Problem to work on - Filter the entries for the word "below". Copy each line that has it.

Records from a collection -
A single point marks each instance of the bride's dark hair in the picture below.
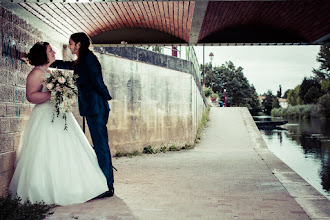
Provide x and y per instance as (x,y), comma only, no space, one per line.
(37,55)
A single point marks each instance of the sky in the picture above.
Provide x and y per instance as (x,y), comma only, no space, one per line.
(266,67)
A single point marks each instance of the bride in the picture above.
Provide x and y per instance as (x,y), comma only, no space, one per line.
(53,165)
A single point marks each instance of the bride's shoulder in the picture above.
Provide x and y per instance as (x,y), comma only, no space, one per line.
(36,72)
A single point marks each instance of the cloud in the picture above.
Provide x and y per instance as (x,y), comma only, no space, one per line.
(267,67)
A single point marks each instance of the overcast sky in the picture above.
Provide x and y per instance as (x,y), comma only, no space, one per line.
(266,67)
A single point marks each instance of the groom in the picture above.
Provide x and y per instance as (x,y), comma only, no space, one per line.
(93,100)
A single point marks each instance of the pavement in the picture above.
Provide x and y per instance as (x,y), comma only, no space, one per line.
(230,174)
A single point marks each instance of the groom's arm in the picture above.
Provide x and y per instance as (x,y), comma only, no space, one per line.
(95,74)
(60,64)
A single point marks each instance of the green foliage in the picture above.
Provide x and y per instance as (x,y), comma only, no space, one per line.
(204,120)
(187,147)
(279,92)
(239,91)
(163,149)
(12,209)
(297,111)
(173,148)
(310,96)
(148,150)
(127,154)
(293,96)
(270,102)
(325,105)
(323,73)
(325,86)
(285,96)
(207,92)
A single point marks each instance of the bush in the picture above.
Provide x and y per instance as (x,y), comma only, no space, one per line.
(324,104)
(148,150)
(208,92)
(12,209)
(297,111)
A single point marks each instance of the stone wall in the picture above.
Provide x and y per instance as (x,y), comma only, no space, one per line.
(153,105)
(17,37)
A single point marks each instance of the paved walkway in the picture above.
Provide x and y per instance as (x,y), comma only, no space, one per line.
(230,174)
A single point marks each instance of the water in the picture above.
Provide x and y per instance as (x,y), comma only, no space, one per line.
(304,145)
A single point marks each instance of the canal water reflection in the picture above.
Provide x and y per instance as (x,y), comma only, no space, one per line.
(304,145)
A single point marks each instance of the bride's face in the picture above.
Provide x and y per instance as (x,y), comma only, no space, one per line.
(50,54)
(74,47)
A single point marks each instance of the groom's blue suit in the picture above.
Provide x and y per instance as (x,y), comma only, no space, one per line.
(93,98)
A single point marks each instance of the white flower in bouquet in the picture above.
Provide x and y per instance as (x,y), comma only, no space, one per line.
(61,80)
(63,92)
(50,86)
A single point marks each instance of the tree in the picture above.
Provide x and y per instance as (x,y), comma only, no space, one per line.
(239,91)
(293,96)
(279,92)
(310,96)
(270,102)
(325,86)
(286,93)
(324,58)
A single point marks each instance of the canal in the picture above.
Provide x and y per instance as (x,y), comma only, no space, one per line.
(304,145)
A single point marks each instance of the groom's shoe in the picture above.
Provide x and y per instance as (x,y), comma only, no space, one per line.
(105,194)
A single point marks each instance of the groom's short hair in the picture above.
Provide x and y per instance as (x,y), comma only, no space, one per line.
(84,40)
(37,55)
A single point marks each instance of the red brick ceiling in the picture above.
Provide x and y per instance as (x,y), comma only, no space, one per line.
(188,22)
(173,17)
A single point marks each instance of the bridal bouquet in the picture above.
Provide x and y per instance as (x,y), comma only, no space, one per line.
(64,93)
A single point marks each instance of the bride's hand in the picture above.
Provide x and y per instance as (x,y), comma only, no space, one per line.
(34,85)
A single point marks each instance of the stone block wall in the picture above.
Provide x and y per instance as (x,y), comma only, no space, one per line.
(152,105)
(17,37)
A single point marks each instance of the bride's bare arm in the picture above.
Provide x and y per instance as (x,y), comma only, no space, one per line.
(34,84)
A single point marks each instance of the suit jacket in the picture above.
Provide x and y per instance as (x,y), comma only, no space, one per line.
(93,94)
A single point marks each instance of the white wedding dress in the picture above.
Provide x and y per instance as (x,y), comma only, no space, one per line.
(54,165)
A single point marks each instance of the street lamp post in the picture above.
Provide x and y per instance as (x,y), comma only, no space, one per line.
(211,55)
(225,97)
(203,68)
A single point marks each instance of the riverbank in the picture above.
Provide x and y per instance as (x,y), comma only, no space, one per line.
(229,174)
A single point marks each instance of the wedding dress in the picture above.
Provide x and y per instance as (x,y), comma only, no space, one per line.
(54,165)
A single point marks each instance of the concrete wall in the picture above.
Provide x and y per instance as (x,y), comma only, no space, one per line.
(152,105)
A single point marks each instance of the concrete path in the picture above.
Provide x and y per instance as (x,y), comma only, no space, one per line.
(230,174)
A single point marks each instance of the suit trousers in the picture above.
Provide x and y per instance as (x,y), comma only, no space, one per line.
(97,125)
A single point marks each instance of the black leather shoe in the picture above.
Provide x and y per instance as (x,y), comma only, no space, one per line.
(105,194)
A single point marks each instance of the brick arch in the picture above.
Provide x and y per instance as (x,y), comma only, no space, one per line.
(170,17)
(301,18)
(135,36)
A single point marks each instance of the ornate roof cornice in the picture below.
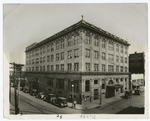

Answer box -
A single point marks each instance of the bride's dark hair in the picture below.
A single point marks each instance of the ornate roof cornice in the picture below.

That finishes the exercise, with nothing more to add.